Start of Supplied passage

Shuo-yen Choo and Gregory Chew
Motivation:
Part 2. We'll present experimental data comparing the performance of DCT with the performance of various wavelet-based transforms.
Part 1. JPEG 2000: Under the Hood
Each Component can have different sizes and bit depths, and have different alignments relative to each other. [2]
Figure 1. Position of the image component relative to the reference grid. [2]
Each image component is further broken down into Tiles. Tile sizes are variable, and can differ from component to component. Similar to blocks in JPEG, but more flexible.
Figure 2. Image tiles [3].
For JPEG2000, the wavelet transform is applied to the image on a tile by tile basis. We will look at wavelet compression in more detail in the second part of this presentation.
But for now, an overview of how it works:
In the one dimensional case, the signal is broken into subbands by passing it through a low pass filter and a high pass filter, and both subbands are downsampled by 2. The same procedure can then be applied iteratively to the low frequency subband, and repeated for as many levels of decomposition as desired. If the filters used satisfy certain properties, the original signal can be reconstructed by reversing the procedure.

End of Supplied passage
Start of Input records

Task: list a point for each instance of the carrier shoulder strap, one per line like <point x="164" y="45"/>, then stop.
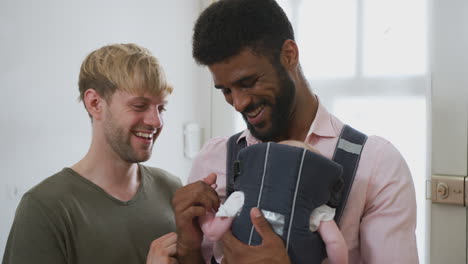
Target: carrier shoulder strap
<point x="347" y="154"/>
<point x="233" y="147"/>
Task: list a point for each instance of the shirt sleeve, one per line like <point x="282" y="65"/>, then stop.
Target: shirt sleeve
<point x="387" y="229"/>
<point x="211" y="159"/>
<point x="34" y="237"/>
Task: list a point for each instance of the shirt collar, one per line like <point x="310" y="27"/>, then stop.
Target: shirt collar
<point x="322" y="125"/>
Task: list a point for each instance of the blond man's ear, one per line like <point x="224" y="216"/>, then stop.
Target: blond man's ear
<point x="94" y="104"/>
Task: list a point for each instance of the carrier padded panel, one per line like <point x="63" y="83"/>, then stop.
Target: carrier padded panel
<point x="272" y="179"/>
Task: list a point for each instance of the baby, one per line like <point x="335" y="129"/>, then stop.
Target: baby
<point x="321" y="220"/>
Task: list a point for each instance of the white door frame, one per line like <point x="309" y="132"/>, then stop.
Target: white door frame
<point x="449" y="125"/>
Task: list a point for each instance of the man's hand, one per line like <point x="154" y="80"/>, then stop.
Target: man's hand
<point x="271" y="250"/>
<point x="163" y="250"/>
<point x="189" y="203"/>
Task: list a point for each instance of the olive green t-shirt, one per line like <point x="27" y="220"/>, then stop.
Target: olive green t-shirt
<point x="69" y="219"/>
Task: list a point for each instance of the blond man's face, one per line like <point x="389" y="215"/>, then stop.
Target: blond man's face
<point x="132" y="124"/>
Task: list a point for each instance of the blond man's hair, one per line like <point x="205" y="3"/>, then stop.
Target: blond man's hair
<point x="125" y="67"/>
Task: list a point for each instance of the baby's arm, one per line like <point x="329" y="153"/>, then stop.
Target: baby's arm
<point x="214" y="226"/>
<point x="337" y="250"/>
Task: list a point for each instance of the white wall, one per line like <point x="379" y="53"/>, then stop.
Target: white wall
<point x="43" y="127"/>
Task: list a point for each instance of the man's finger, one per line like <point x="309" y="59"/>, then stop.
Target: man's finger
<point x="261" y="225"/>
<point x="210" y="179"/>
<point x="168" y="239"/>
<point x="172" y="250"/>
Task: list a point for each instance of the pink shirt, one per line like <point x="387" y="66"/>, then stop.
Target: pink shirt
<point x="379" y="220"/>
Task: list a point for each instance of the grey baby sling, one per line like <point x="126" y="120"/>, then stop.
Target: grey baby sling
<point x="287" y="183"/>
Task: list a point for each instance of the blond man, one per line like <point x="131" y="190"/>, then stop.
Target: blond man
<point x="106" y="208"/>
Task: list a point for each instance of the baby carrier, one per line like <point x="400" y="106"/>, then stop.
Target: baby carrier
<point x="287" y="183"/>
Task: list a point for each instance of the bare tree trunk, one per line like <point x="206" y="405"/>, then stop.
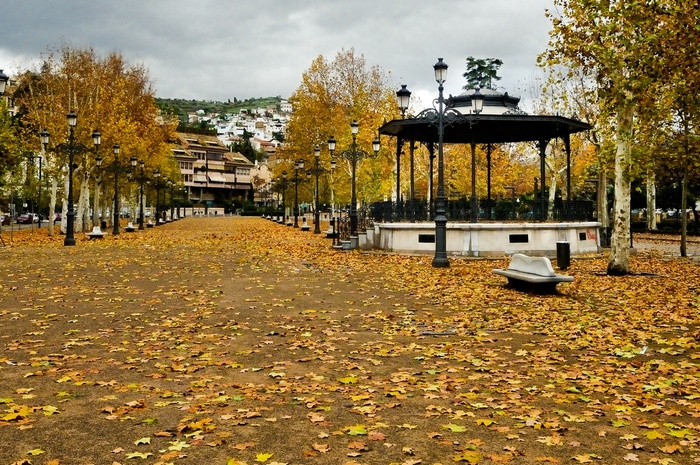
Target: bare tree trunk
<point x="603" y="199"/>
<point x="552" y="195"/>
<point x="52" y="203"/>
<point x="96" y="205"/>
<point x="651" y="201"/>
<point x="684" y="207"/>
<point x="619" y="263"/>
<point x="80" y="214"/>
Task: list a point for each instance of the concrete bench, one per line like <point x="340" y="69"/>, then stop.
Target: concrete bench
<point x="96" y="233"/>
<point x="532" y="274"/>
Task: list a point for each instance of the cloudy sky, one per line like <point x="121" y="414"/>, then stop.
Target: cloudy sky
<point x="221" y="49"/>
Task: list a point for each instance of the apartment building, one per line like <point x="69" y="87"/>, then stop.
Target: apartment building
<point x="212" y="175"/>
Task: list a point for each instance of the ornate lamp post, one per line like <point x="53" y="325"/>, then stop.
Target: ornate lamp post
<point x="353" y="155"/>
<point x="141" y="180"/>
<point x="156" y="176"/>
<point x="284" y="190"/>
<point x="3" y="82"/>
<point x="72" y="148"/>
<point x="31" y="162"/>
<point x="299" y="165"/>
<point x="317" y="213"/>
<point x="442" y="115"/>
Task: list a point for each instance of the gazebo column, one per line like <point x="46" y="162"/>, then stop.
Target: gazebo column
<point x="567" y="146"/>
<point x="431" y="151"/>
<point x="543" y="200"/>
<point x="412" y="151"/>
<point x="488" y="179"/>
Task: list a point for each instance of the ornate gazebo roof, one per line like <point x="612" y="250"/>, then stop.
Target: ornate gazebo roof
<point x="483" y="129"/>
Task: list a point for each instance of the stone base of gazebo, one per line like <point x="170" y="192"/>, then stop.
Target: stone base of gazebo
<point x="484" y="239"/>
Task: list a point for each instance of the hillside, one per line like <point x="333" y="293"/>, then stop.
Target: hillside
<point x="182" y="107"/>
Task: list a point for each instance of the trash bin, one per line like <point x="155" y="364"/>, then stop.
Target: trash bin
<point x="563" y="255"/>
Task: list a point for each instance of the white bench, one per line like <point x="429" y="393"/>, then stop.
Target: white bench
<point x="96" y="233"/>
<point x="532" y="274"/>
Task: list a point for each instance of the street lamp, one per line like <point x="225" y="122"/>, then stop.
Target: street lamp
<point x="156" y="175"/>
<point x="403" y="96"/>
<point x="443" y="115"/>
<point x="72" y="148"/>
<point x="115" y="215"/>
<point x="354" y="155"/>
<point x="317" y="213"/>
<point x="299" y="165"/>
<point x="3" y="82"/>
<point x="31" y="162"/>
<point x="284" y="190"/>
<point x="141" y="180"/>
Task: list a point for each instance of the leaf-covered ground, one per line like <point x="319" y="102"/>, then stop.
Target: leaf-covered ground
<point x="234" y="340"/>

End of Input records

§ Problems:
1. Reproduce the JPEG 2000 overview verbatim from "Part 1. JPEG" up to and including "but more flexible.".
2. Rewrite the records from the line with "white bench, one" through the last line of the records, keeping the requests. Scale every point coordinate in the answers by 1.75 and round each result to a whole number, with halves rounded up.
The JPEG 2000 overview and the records are unrelated to each other.

§ The results:
1.
Part 1. JPEG 2000: Under the Hood
Each Component can have different sizes and bit depths, and have different alignments relative to each other. [2]
Figure 1. Position of the image component relative to the reference grid. [2]
Each image component is further broken down into Tiles. Tile sizes are variable, and can differ from component to component. Similar to blocks in JPEG, but more flexible.

2.
Task: list a point for each instance of the white bench, one per line like <point x="429" y="393"/>, then stop.
Target: white bench
<point x="168" y="408"/>
<point x="931" y="480"/>
Task: list a point for each instance of the street lamp, one per line like <point x="225" y="122"/>, then stop.
Target: street lamp
<point x="273" y="306"/>
<point x="705" y="168"/>
<point x="775" y="201"/>
<point x="126" y="259"/>
<point x="201" y="376"/>
<point x="620" y="271"/>
<point x="555" y="373"/>
<point x="523" y="289"/>
<point x="5" y="144"/>
<point x="54" y="284"/>
<point x="497" y="333"/>
<point x="247" y="315"/>
Task: list a point for each instance of the leaf-covered ground, one per line like <point x="319" y="102"/>, then stop.
Target: leaf-covered ground
<point x="410" y="595"/>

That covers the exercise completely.